DIRECTIONS => Here the job is to print all of the entries below verbatim and leave out any picture.

LISTED RECORDS =>
========
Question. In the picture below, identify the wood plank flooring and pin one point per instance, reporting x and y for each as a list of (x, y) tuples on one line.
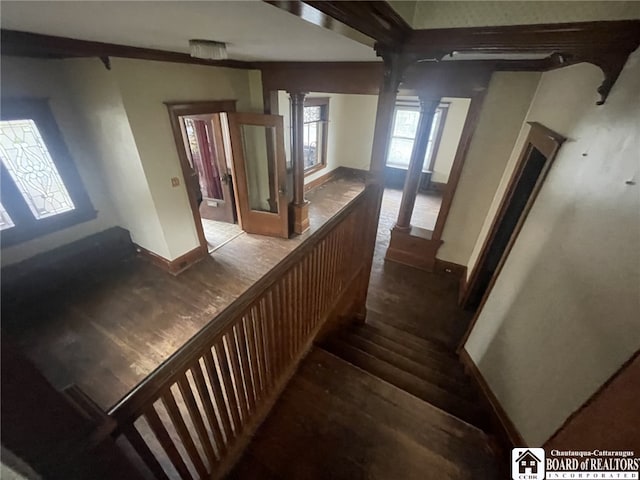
[(108, 330), (337, 421), (387, 399)]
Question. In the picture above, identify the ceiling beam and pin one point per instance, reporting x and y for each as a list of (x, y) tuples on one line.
[(366, 22), (24, 44), (559, 37)]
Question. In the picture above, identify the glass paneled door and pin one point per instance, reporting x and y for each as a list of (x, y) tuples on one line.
[(257, 144), (210, 178)]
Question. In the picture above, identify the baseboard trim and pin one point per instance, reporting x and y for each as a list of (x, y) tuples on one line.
========
TASK RESULT =>
Question. In the picture below, identify the wood plank flooring and pin one point per instance, reporting x and y for each as a list of (x, y) tuples on one line.
[(108, 330), (337, 421), (387, 399)]
Question. In the picture above, identify the ceiling beam and pin one point per instance, reporting x and y for each as a list of (x, y) tuples on one line.
[(366, 22), (24, 44), (559, 37)]
Question. In the picture above, identify the glass paneled door and pin one point per instance, reporting x and y for each as a list of (x, y) tuples on one line.
[(257, 144), (210, 178)]
Question. In the picture above, identify the baseboard trim and pin one point per instance, reporting x and y for each as a list of (x, y) tuples on one line.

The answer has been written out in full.